TEXT FOR ANALYSIS —
== Segment start ==

Words From a Traveler Amidst Corona Hysteria
It’s an odd time to be a traveler, especially one who does it for a living.
In normal circumstances, people often ask me what it’s like to travel so much. “What’s your favorite part? Does it ever get old? Do you love it as much as it looks on social media?” But these questions of wonder often morph into questions of concern.
“How do you manage being alone in other countries? Aren’t you terrified?” And sometimes just to make a point, I’ll ask “Terrified of what?”
They usually ask about things like, “Airplane crashes? Getting robbed? Diseases?” or my personal favorite, “Terrorist attacks?”
And in my response, I’ll usually ask the questioner a few questions as well.
“Well. Aren’t you terrified?” When they ask why, I respond with, “Of going to the movies? Or to a concert? Or to church? Or simply getting in your car and driving to work… where the possibly of getting in a car crash, being involved in a shooting, or contracting millions of germs are ever-present?”
I have adopted a mentality that fear is but a word we use to stop us from doing things. And while it is often useful, keeps us safer, or urges us to react when we absolutely need to react, it can also keep us dormant, uninvolved, or in constant states of worry. I decided a long time ago that the fear of death, uncomfort, or failure do not keep me from living, leaving my comfort zone, or striving for success.
There is nothing to fear but fear itself. -FDR
But in the last few weeks, as mass hysteria concerning the coronavirus has swept the globe, other people’s fears have been slightly derailing me and perhaps even made me a little hypocritical.
I have been nervous about traveling, not necessarily of contracting the disease or any other for that matter, but of the consequences of my travel.
First, there is how people treat me in other countries because I’ve brought my germs there, or even more so, how people react to me at home in between trips. I have cleared the space around me over the last few weeks by simply sneezing. Yes, beware the traveler and his foreign germs.
Even though that might sound frivolous, I can see there is kind of justification to it. I’m a 20-something with a decent immune system. I could be carrying some pretty potent stuff for someone who isn’t that lucky.
I’ve also been nervous of having to come home early, getting detained at airports, or my biggest concern, being told I cannot travel for a long time, which not only affects my job, but my happiness. Traveling is the thing I love most. This fear has been amplified over the last few days as I have heard of travel bans and the decisions for my office to work from home.
While in India about four weeks ago, the main airport was something out of a movie. Over 75% of the people (travelers and workers alike) were wearing masks. At boarder control, the officers would examine everyone’s documents, stamp the page, return the passport, and then immediately use hand sanitizer. Every. Single. Time.

== Segment end ==

Can you pick up the traveler's essay on corona hysteria above and continue it from its last sentence?

SUPPLIED RECORDS —
== Segment start ==

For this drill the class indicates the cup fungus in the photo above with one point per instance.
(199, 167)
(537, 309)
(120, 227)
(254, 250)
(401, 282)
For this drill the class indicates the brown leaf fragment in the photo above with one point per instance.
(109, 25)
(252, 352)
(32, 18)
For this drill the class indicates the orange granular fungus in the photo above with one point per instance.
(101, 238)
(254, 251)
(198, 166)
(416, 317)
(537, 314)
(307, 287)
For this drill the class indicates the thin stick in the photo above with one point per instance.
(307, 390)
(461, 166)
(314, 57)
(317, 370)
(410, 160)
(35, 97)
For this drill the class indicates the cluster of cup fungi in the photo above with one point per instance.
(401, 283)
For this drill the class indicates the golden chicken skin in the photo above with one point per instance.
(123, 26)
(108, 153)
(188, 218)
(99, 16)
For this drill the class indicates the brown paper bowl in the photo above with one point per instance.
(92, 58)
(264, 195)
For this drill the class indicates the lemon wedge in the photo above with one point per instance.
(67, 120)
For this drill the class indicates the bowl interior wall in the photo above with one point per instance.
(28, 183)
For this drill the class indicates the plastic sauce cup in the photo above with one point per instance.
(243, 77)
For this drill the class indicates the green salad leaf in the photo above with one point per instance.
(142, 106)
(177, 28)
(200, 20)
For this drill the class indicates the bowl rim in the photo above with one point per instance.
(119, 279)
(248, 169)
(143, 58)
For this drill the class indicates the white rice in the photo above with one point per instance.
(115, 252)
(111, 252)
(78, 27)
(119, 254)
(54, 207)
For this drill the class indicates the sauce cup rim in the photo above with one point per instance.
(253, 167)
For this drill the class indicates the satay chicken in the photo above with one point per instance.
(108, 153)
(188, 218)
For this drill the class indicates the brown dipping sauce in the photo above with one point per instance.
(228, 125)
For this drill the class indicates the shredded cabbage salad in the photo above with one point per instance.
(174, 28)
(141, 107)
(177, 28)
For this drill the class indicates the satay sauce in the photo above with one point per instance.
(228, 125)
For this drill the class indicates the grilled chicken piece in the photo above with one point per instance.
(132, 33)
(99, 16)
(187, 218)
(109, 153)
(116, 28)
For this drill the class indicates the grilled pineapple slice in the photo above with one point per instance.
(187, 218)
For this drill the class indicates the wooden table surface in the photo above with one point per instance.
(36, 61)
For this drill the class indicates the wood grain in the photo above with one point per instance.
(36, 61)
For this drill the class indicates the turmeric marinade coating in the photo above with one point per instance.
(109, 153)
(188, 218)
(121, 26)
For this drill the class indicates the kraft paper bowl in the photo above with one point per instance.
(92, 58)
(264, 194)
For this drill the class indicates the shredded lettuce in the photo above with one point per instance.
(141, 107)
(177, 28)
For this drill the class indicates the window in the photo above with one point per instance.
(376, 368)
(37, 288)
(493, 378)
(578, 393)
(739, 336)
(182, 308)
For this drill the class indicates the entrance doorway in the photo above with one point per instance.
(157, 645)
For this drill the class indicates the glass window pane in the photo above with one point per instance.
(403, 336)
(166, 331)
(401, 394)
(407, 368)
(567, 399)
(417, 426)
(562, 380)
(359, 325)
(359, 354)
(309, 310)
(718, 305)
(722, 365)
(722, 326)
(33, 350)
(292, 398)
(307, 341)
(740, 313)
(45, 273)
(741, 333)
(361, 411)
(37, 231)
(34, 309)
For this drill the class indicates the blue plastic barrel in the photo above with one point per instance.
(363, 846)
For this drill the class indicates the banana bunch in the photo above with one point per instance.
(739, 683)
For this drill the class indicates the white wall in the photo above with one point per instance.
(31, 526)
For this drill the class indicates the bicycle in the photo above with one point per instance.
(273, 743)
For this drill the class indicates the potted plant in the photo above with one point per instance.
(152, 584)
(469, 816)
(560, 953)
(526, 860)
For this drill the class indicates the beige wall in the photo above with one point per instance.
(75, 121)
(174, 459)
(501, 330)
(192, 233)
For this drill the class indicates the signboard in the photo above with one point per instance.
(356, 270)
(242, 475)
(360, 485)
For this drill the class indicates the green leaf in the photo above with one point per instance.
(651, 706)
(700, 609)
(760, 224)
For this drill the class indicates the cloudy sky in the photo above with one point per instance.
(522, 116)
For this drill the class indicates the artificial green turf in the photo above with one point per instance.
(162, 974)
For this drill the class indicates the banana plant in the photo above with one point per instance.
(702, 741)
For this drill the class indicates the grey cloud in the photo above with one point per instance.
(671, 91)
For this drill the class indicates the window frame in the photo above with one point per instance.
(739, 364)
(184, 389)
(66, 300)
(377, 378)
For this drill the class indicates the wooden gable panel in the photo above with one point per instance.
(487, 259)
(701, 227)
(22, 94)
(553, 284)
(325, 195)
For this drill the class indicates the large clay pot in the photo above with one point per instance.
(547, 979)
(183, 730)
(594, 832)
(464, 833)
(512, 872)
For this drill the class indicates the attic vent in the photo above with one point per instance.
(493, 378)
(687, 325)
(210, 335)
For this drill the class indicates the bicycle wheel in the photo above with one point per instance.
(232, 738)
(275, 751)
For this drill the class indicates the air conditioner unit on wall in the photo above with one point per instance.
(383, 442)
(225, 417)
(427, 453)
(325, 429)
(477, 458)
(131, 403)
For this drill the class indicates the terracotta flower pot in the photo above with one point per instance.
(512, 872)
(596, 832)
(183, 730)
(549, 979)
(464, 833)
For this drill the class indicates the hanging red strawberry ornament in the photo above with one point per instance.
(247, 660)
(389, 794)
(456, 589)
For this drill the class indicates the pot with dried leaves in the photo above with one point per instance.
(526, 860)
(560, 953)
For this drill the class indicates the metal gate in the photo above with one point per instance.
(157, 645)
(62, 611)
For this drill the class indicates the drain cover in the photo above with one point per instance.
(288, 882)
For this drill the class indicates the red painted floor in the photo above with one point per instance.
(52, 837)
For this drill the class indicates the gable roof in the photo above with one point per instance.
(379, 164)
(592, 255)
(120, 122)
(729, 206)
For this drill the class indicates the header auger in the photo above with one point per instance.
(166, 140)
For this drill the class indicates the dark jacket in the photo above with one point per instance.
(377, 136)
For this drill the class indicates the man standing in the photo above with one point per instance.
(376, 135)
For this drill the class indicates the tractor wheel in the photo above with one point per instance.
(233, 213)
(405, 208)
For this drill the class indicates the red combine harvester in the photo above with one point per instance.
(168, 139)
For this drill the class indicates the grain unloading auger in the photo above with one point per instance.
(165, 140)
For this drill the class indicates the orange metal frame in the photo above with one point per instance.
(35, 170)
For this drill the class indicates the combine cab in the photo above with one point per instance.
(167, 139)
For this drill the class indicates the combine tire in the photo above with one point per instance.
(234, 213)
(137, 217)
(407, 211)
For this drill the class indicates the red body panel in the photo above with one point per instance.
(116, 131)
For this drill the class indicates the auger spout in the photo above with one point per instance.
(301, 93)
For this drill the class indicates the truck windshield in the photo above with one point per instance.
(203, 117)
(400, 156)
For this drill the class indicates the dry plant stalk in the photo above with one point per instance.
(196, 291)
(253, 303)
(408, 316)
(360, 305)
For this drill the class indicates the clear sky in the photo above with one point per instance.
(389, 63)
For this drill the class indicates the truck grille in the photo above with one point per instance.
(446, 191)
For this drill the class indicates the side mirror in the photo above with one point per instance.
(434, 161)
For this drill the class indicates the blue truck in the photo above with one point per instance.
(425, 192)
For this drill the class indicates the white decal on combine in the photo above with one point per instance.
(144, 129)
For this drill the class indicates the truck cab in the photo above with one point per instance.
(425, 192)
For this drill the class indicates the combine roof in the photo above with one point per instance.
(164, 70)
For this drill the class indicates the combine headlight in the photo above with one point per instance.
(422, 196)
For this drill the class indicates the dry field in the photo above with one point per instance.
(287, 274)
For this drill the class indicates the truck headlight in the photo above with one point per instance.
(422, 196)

== Segment end ==

YOUR RESPONSE —
In Africa two weeks ago, at one of the airports, an officer had to watch each of the plane’s passengers thoroughly use sanitizer on their hands and arms before they were permitted to enter the building.
I have seen several friends in my field post that they, too, have had to cancel travel plans, while also knowing that my office has canceled a few trips as well.
I get messages and comments daily from family, friends, coworkers, and random people about my health, which is comforting that people care about me, but unnerving that this virus has caused such a cloud of concern.
I have been slightly giving into fear, which in this case, is a little necessary. I take double the vitamins I normally take. I do immunity shots of juice elixirs. I wash my hands a little longer than usual. I use hand sanitizer obsessively. I wipe down things around me often, including everything I touch on an airplane. I’m annoying myself with how cautious I’m being actually, but it gives me comfort that I’m still traveling, yet doing everything I can to prevent illness.
Although I have concerns, and I will not be traveling in major capacities for a while (I was supposed to go to China in May, but that’s obviously not happening), I am once again not letting my fear control me. I refuse to believe that we should stop being around anyone. I don’t think we should give in to the mass hysteria of hoarding cleaning supplies or toilet paper as I have heard many are doing. As always, I absolutely think we should not treat people differently because they are from or have been to a place different than our own. Above all, I think we should not let fear keep us from living our lives; I am proud to currently be writing this in Ecuador.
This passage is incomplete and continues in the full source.